▶ **Text section**
* * * * * * *

The objective of the present invention is to improve the positioning accuracy of the movable iron piece connected to the hinge spring in an electromagnetic relay.

An electromagnetic relay according to one aspect of the present invention includes a movable iron piece, a drive unit, and a hinge spring. The drive unit includes a coil and a fixed iron core arranged inside the coil. The drive unit moves the movable iron piece by electromagnetic force. The hinge spring includes a connecting unit to which the movable iron piece is connected. The hinge spring is arranged in contact with the fixed iron core and is positionally restricted by the fixed iron core. The hinge spring biases the movable iron piece in a direction away from the fixed iron core.

* * * * * * *

▶ **Dataset section**

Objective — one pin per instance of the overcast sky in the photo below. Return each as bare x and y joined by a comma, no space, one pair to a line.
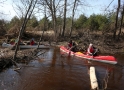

* * * * * * *

▶ **Parts of the exercise**
a - Translate this sentence from the electromagnetic relay passage into German: "The drive unit moves the movable iron piece by electromagnetic force."
b - According to the electromagnetic relay passage, in which direction does the hinge spring bias the movable iron piece?
The listing is not required for anything here.

▶ **Written responses**
a - Die Antriebseinheit bewegt das bewegliche Eisenstück durch elektromagnetische Kraft.

b - It biases the movable iron piece in a direction away from the fixed iron core.